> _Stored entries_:
^^^^

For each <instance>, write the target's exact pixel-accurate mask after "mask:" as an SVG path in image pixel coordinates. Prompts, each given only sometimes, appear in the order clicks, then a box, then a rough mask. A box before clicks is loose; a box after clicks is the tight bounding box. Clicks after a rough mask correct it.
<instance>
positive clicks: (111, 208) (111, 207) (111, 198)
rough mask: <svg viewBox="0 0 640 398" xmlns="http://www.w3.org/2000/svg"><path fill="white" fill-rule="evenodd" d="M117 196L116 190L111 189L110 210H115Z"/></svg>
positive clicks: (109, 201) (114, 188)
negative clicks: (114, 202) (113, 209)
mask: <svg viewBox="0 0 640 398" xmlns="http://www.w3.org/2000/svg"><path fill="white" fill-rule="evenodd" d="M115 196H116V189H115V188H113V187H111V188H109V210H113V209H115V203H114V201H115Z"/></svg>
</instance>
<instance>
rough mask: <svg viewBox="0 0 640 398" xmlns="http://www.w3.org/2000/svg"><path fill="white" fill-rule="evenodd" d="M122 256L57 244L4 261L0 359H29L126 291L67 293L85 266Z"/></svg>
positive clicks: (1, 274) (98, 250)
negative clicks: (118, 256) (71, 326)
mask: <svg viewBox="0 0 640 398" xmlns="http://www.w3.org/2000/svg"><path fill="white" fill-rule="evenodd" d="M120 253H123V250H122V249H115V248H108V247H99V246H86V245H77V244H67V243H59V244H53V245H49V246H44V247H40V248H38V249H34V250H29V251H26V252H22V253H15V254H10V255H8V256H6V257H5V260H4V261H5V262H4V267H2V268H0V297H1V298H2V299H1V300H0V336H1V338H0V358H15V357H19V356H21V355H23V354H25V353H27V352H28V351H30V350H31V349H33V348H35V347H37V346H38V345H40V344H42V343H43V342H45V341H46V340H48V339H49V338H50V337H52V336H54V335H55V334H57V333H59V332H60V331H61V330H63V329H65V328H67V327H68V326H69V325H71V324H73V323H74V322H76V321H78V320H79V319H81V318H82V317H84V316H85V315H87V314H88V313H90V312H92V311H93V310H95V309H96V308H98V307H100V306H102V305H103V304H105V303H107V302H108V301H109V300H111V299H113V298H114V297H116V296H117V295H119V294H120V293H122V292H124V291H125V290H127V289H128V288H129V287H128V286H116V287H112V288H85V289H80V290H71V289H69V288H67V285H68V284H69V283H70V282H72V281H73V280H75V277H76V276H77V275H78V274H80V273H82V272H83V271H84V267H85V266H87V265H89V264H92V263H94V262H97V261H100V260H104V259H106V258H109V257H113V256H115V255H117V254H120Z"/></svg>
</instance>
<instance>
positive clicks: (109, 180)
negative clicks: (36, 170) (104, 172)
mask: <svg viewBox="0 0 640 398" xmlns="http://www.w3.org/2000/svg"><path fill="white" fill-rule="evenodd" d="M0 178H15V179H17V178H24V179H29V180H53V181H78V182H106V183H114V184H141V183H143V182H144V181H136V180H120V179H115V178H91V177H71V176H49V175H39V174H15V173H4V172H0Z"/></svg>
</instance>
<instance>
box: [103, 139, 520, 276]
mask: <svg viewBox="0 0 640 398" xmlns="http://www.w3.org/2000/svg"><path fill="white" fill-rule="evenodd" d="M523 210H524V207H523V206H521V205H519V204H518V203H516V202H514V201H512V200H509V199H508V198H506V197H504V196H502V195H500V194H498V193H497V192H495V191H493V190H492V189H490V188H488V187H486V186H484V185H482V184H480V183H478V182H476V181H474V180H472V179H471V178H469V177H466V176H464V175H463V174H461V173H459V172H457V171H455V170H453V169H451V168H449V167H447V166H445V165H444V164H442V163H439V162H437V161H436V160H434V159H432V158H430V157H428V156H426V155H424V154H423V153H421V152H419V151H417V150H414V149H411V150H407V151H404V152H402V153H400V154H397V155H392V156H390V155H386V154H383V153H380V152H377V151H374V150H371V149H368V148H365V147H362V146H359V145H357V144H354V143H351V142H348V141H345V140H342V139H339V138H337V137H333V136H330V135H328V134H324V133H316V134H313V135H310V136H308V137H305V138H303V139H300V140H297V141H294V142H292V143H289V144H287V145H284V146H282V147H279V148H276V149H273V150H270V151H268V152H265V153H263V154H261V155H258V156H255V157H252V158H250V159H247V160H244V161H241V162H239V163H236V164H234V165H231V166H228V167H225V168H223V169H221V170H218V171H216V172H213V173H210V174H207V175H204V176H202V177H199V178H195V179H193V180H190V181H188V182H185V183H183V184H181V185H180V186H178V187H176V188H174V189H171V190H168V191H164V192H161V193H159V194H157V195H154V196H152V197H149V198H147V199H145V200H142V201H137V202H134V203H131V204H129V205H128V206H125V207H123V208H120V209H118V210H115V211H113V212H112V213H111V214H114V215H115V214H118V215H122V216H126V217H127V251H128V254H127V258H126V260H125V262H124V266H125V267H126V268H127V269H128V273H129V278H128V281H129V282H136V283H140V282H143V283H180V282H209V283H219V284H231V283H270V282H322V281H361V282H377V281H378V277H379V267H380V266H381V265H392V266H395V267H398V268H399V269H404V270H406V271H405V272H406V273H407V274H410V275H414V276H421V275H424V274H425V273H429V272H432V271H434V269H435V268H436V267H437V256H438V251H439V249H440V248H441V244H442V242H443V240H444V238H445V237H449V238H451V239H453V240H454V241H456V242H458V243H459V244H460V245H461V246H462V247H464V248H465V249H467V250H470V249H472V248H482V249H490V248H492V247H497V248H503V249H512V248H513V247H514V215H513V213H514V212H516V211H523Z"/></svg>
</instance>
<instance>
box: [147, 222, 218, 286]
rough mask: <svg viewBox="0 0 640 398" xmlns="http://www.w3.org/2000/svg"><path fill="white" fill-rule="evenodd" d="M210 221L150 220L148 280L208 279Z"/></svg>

^^^^

> _Task brief_: Copy out the records word for word, from their very first line through the line containing "positive clicks: (1, 274) (98, 250)", with both ends included.

> _Exercise solution_:
For each <instance>, write the target's exact pixel-accurate mask after "mask:" as an SVG path in image pixel coordinates. Prompts, each given only sometimes, appear in the order clicks, then a box, then a rough mask. A box before clicks is loose; a box after clicks is the tight bounding box. Clicks after a rough mask correct it.
<instance>
positive clicks: (111, 208) (111, 207) (111, 198)
rough mask: <svg viewBox="0 0 640 398" xmlns="http://www.w3.org/2000/svg"><path fill="white" fill-rule="evenodd" d="M117 196L116 190L111 189L110 210H115Z"/></svg>
positive clicks: (109, 201) (114, 188)
negative clicks: (114, 202) (113, 209)
mask: <svg viewBox="0 0 640 398" xmlns="http://www.w3.org/2000/svg"><path fill="white" fill-rule="evenodd" d="M115 196H116V189H115V188H113V187H111V188H109V210H113V209H115V203H114V201H115Z"/></svg>
</instance>
<instance>
rough mask: <svg viewBox="0 0 640 398" xmlns="http://www.w3.org/2000/svg"><path fill="white" fill-rule="evenodd" d="M122 256L57 244L4 261L0 359H29L126 291L67 293L85 266Z"/></svg>
positive clicks: (1, 274) (98, 250)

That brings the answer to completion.